Guantanamo Chief To Become NATO Top Commander

For a job well done?:

Gen. Bantz Craddock, the chief of U.S. Southern Command who oversees the controversial Guantanamo prison, is to succeed Gen. James Jones as NATO’s top commander of operations, the alliance said on Friday.

Craddock will succeed Jones as Supreme Allied Commander Europe (SACEUR) at a date yet to be determined, NATO said in a statement released in Brussels.

Comments

  1. sarabeth says:

    Just to clarify, I took the headline (without thinking) from the Reuters story I linked.

    Craddock does not run Guantanamo, he only oversees it.

    The runner would be Navy Rear Adm. Harry Harris, of “I believe this was not an act of desperation, but an act of asymmetrical warfare waged against us” fame.

  2. matt says:

    Reuters should be ashamed of themselves for that headline. I made the same mistake. SouthCom is a large command that Guantanamo is only a very small part of.

  3. sarabeth says:

    Reuters wasn’t the only culprit. The BBC went with the headline “Guantanamo general to head Nato”

  4. sarabeth says:

    In the immortal words of Dear Leader: “Shit!”

    Seems that I have a little egg on my face, and Reuters is going: “Who’s your Daddy now?”

    Although it remains true that Craddock was the overseer for Guantanamo, it wasn’t right to say he was only the overseer. It seems he was one enthusiastically cheerleading overseer.

__DATA EXTRACT__

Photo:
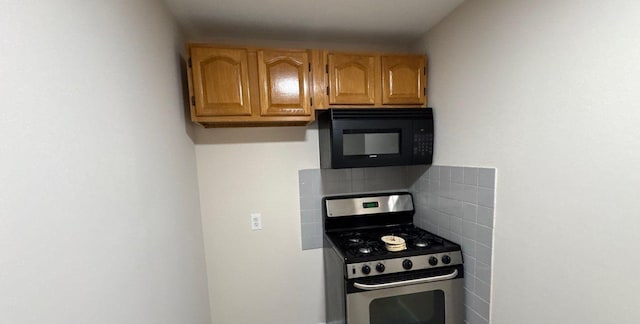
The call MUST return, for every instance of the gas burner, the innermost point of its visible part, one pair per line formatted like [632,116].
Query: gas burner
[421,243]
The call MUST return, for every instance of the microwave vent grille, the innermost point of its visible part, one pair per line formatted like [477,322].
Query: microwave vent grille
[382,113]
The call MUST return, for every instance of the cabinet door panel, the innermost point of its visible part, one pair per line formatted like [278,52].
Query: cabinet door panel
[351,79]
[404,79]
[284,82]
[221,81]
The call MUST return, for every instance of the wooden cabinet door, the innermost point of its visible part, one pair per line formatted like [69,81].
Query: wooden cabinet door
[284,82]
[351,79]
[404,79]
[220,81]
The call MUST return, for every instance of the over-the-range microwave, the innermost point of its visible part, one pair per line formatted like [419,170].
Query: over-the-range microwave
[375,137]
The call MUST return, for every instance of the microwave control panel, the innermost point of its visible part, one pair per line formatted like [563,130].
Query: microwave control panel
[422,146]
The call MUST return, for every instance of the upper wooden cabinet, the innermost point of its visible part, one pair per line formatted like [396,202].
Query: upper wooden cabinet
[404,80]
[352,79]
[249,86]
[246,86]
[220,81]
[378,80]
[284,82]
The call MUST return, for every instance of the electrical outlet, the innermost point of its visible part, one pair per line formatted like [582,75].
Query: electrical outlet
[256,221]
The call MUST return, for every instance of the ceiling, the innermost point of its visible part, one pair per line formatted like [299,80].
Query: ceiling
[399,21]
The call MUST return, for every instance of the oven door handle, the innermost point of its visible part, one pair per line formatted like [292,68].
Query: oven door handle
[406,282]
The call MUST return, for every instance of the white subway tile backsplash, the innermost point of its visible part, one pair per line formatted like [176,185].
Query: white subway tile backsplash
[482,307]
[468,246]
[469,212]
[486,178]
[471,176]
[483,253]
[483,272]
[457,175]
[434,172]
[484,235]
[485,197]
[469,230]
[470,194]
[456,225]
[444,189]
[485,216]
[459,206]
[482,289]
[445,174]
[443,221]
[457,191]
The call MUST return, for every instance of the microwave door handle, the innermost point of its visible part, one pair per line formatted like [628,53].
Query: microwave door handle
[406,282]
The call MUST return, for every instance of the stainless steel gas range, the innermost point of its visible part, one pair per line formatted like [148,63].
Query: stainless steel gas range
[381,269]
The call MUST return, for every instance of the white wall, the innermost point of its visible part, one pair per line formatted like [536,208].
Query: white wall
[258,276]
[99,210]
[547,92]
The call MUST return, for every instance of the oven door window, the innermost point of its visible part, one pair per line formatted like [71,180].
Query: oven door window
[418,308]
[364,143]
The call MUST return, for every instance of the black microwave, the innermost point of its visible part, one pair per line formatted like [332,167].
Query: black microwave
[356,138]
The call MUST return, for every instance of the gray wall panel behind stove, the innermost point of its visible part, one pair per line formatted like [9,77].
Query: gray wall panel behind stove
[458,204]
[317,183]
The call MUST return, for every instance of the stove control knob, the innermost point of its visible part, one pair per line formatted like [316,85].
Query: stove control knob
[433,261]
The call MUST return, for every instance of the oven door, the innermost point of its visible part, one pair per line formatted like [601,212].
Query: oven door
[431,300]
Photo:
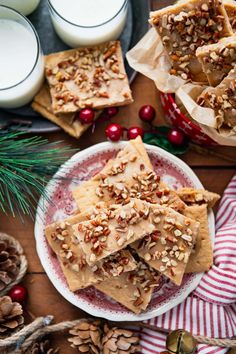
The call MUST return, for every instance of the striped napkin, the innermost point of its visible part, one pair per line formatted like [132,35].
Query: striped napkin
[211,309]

__TASK 1__
In the post about Craddock's move to NATO, translate this sentence into Spanish: "Craddock will succeed Jones as Supreme Allied Commander Europe (SACEUR) at a date yet to be determined, NATO said in a statement released in Brussels."
__TASK 2__
Shorten the comment in the post about Craddock's move to NATO that begins "Reuters should be ashamed of themselves" into one sentence, keeping its main points.
__TASK 3__
Using the post about Craddock's move to NATO, decide whether each statement agrees with it. Answer yes or no, and quote the words that settle it.
(a) Craddock runs Guantanamo himself.
(b) NATO has already fixed the date Craddock takes over from Jones.
(c) The BBC's headline called Craddock the "Guantanamo general".

__ANSWER 1__
Craddock sucederá a Jones como Comandante Supremo Aliado en Europa (SACEUR) en una fecha aún por determinar, según indicó la OTAN en un comunicado difundido en Bruselas.

__ANSWER 2__
The commenter says Reuters should be ashamed of the headline, admits making the same mistake, and notes that Guantanamo is only a very small part of the large SouthCom command.

__ANSWER 3__
(a) No: "Craddock does not run Guantanamo, he only oversees it."
(b) No: "at a date yet to be determined"
(c) Yes: "The BBC went with the headline “Guantanamo general to head Nato”"